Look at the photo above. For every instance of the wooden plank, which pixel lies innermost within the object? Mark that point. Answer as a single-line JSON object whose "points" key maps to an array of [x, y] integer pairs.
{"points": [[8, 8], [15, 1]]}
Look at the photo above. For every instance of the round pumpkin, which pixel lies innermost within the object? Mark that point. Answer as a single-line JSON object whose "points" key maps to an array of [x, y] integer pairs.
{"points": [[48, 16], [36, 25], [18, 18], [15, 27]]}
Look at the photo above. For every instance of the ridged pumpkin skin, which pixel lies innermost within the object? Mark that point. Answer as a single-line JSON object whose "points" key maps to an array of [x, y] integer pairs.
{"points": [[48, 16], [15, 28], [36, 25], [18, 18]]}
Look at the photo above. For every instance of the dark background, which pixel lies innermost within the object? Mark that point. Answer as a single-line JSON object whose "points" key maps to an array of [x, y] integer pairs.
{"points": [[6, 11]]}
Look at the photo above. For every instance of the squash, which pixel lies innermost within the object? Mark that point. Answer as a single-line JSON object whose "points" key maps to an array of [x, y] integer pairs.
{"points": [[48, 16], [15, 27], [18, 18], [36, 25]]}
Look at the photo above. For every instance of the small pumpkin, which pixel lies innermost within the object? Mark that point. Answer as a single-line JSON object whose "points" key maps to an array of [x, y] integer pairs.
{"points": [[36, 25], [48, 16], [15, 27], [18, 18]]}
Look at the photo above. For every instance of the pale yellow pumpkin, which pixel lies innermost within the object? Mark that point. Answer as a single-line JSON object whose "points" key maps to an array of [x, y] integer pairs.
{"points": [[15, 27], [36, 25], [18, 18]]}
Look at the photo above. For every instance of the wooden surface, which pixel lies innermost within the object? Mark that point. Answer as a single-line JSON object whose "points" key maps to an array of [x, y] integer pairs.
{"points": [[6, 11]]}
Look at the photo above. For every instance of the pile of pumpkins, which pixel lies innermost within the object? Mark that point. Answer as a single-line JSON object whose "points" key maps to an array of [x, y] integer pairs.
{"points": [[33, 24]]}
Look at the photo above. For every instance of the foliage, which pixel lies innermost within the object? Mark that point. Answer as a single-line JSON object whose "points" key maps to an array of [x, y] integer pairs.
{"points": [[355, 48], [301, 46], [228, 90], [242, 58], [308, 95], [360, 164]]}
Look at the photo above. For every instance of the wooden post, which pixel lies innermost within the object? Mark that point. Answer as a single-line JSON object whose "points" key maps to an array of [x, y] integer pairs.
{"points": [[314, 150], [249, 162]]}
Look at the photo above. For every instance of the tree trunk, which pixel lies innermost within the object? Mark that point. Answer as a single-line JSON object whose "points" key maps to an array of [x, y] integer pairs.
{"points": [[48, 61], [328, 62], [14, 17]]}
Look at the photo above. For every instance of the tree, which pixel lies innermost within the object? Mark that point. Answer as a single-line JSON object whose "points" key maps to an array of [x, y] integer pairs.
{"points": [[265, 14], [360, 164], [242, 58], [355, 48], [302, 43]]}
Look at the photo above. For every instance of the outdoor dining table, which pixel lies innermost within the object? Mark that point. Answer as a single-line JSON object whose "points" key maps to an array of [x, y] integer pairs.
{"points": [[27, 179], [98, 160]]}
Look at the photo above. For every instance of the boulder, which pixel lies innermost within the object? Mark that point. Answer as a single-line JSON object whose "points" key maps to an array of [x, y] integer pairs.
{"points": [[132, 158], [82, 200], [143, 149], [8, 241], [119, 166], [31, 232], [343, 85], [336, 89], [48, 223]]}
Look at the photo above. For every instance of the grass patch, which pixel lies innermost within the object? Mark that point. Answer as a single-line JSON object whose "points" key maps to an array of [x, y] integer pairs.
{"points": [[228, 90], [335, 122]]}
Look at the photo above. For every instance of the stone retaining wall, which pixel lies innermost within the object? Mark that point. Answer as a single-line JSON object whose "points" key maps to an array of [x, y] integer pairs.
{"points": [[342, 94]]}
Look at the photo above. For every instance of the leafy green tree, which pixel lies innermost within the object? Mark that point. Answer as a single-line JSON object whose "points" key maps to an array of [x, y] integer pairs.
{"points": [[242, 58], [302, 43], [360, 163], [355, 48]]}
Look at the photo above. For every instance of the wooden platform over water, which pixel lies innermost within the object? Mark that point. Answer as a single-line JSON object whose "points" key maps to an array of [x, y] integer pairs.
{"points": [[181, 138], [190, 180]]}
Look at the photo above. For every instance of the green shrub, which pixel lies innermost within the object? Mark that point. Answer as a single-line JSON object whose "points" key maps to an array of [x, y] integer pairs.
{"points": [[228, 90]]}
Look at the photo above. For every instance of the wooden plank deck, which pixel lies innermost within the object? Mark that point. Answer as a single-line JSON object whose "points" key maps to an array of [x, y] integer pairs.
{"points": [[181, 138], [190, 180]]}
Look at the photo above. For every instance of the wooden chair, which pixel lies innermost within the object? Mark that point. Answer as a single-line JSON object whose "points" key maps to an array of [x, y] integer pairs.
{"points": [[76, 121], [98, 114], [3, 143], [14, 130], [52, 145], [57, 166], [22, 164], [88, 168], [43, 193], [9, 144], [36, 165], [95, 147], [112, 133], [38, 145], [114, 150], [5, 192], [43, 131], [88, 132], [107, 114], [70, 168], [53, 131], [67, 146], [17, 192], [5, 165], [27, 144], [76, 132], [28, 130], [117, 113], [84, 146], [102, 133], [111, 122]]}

## What is required
Starting with the line that contains "wooden chair, which" and going on through the end of the listing, write out each of those lines again in full. Multiply every point coordinate by 1.9, round to the nearest whole number with halves going up, and leave all other text as it stands.

## The reply
Look at the photo above. For every instance of the wooden chair, which pixel lies innermost within the object? Mark that point. Answer as a single-line JSON object whose "points" key maps to an array of [x, y] integer pairs.
{"points": [[144, 230], [186, 217], [6, 272], [27, 247], [99, 276], [108, 315], [42, 312], [167, 319], [82, 367], [17, 274], [68, 314], [181, 279], [213, 253], [72, 276], [217, 285], [10, 365], [82, 249], [167, 251], [203, 217], [133, 319], [101, 249], [127, 277], [32, 365], [10, 314], [51, 274], [144, 251], [53, 247], [222, 215], [160, 277], [194, 253], [211, 232]]}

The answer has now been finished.